#### [Objective]
Arrange all of the material below as a numbered list, skipping any blank lines. Leave the pictures out of your answer.
-- START Exercise data --
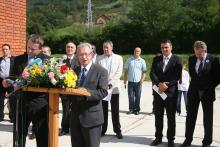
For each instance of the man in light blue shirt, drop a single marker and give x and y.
(135, 69)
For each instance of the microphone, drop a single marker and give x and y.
(17, 82)
(36, 61)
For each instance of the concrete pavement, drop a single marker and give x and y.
(138, 130)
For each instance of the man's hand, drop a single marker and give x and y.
(125, 83)
(141, 81)
(5, 83)
(163, 86)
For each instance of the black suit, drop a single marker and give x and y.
(33, 107)
(171, 74)
(202, 88)
(4, 90)
(86, 112)
(65, 99)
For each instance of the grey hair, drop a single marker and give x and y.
(200, 45)
(108, 42)
(83, 44)
(36, 39)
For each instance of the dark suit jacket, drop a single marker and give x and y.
(171, 74)
(35, 101)
(11, 66)
(74, 62)
(88, 110)
(207, 81)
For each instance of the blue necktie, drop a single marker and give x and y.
(83, 76)
(200, 67)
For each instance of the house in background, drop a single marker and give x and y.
(102, 20)
(13, 25)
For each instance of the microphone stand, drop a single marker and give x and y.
(19, 109)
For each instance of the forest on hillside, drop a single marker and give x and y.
(131, 23)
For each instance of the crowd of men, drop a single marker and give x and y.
(86, 118)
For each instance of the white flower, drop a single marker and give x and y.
(53, 81)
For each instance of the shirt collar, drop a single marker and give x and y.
(164, 57)
(87, 66)
(70, 57)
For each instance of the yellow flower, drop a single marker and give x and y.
(38, 70)
(70, 79)
(33, 72)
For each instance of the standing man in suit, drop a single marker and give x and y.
(134, 73)
(204, 72)
(71, 62)
(33, 106)
(86, 111)
(165, 73)
(6, 65)
(114, 65)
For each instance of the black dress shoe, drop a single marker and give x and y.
-- END Exercise data --
#### [Solution]
1. For each instance of the man in light blue shirt, drop a single marker and give x and y.
2. (135, 69)
3. For each instance of the microphone, drop a single marker and give x and y.
4. (17, 82)
5. (36, 61)
6. For each instance of the concrete pavement, drop a single marker and give x and y.
7. (138, 130)
8. For each instance of the man's hand, drop a single marker and give x and y.
9. (125, 83)
10. (141, 81)
11. (5, 83)
12. (163, 86)
13. For each instance of the black suit, drop a single marker and give x and y.
14. (33, 107)
15. (171, 74)
16. (202, 88)
17. (4, 90)
18. (86, 112)
19. (65, 99)
20. For each instance of the grey hair, drop a single marker and give x and y.
21. (200, 45)
22. (108, 42)
23. (83, 44)
24. (36, 39)
25. For each instance of the dark suit jacket, drop a single marker and give x and y.
26. (171, 74)
27. (35, 101)
28. (11, 66)
29. (74, 62)
30. (88, 110)
31. (207, 81)
32. For each instance of the blue necktie, drop a single marker and give x and y.
33. (83, 76)
34. (200, 67)
35. For each instance of the house in background, drop a single marker and give x and y.
36. (102, 20)
37. (13, 25)
38. For each instance of the microphone stand, drop a single marker and give x and y.
39. (19, 109)
40. For each instance of the forest on hillside, drop a single marker and give x and y.
41. (131, 23)
42. For each instance of the crowd of men, drop a single marker and give x and y.
43. (86, 118)
44. For each instance of the white flower, drop a single marker and give x and y.
45. (53, 81)
46. For each instance of the shirt collar, drop a single marker and give x and y.
47. (164, 57)
48. (87, 66)
49. (70, 57)
50. For each instance of the yellow flower, drop a single marker and give x and y.
51. (38, 70)
52. (70, 79)
53. (33, 72)
54. For each instance of the standing man in suit, drop a single marker and give x and y.
55. (134, 73)
56. (204, 72)
57. (71, 62)
58. (33, 106)
59. (86, 111)
60. (165, 73)
61. (6, 65)
62. (114, 65)
63. For each instance of the black dress shoe, drop a single marker and give x and y.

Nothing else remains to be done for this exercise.